::: GIVEN RECORDS :::

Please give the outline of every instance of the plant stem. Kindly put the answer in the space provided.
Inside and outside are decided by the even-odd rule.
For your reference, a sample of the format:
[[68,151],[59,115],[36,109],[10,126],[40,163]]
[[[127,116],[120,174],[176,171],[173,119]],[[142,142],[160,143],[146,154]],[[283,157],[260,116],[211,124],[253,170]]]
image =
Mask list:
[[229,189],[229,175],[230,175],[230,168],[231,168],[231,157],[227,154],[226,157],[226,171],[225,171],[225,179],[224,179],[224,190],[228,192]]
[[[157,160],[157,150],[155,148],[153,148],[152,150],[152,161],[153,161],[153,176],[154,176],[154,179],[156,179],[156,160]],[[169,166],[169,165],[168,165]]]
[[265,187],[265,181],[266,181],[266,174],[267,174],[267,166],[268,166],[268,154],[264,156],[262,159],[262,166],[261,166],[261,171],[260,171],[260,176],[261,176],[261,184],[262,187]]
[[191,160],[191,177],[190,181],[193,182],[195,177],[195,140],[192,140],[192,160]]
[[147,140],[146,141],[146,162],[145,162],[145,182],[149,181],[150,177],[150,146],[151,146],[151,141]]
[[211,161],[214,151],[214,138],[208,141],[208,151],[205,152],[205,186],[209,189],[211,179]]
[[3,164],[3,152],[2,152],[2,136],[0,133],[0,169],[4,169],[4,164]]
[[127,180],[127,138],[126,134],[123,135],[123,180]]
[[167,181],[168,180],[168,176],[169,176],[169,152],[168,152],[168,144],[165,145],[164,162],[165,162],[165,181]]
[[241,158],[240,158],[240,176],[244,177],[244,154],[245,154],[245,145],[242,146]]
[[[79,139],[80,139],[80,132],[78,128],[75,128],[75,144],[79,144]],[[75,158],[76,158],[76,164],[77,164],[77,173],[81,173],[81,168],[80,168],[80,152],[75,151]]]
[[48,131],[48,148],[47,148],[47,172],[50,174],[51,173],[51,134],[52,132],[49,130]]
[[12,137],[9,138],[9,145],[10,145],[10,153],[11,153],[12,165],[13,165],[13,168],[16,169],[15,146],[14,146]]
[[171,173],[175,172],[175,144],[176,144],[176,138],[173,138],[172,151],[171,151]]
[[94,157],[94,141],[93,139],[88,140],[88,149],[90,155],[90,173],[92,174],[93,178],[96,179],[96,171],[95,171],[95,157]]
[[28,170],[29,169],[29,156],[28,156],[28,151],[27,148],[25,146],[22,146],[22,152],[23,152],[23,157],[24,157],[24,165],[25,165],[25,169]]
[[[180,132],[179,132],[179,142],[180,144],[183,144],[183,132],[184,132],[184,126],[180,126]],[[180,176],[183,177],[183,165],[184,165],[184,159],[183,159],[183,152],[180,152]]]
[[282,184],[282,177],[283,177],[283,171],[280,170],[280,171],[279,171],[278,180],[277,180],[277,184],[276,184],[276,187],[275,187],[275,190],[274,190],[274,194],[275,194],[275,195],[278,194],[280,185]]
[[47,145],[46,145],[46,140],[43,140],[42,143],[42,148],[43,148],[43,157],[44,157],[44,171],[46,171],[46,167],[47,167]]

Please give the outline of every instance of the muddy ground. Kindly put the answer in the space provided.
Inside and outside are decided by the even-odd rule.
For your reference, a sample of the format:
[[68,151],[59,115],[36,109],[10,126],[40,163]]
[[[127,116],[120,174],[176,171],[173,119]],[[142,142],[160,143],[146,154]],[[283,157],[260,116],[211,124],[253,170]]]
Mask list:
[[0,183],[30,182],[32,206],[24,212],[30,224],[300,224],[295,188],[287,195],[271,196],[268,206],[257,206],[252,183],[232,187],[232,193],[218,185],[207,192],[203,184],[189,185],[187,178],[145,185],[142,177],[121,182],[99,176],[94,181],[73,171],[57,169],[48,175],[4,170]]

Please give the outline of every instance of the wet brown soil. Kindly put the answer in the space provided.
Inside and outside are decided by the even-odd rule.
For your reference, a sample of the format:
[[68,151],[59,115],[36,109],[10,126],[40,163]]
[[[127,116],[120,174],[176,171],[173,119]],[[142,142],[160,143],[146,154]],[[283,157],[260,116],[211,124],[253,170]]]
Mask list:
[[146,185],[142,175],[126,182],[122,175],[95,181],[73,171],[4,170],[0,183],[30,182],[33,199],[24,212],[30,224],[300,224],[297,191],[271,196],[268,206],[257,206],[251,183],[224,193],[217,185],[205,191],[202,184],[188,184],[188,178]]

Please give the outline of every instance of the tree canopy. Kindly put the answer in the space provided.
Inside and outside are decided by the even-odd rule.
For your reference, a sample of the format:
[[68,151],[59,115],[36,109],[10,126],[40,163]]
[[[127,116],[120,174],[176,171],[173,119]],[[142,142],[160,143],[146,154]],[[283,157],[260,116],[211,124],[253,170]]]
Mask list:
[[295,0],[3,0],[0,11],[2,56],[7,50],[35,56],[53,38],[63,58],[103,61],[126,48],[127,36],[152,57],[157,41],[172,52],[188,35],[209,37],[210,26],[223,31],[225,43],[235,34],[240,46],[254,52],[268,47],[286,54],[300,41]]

:::

Where does the word "Kindly" appear in the material above? Copy every line that holds it.

Please give the outline of every instance of the plant stem. Kindly put the answer in the space provided.
Please give the outline of every instance of the muddy ground. Kindly put the answer in the space provided.
Please give the outline of every instance of the wet brown soil. Kindly put the answer in the space provided.
Please give the outline of every instance of the tree canopy. Kindly put the answer in the space provided.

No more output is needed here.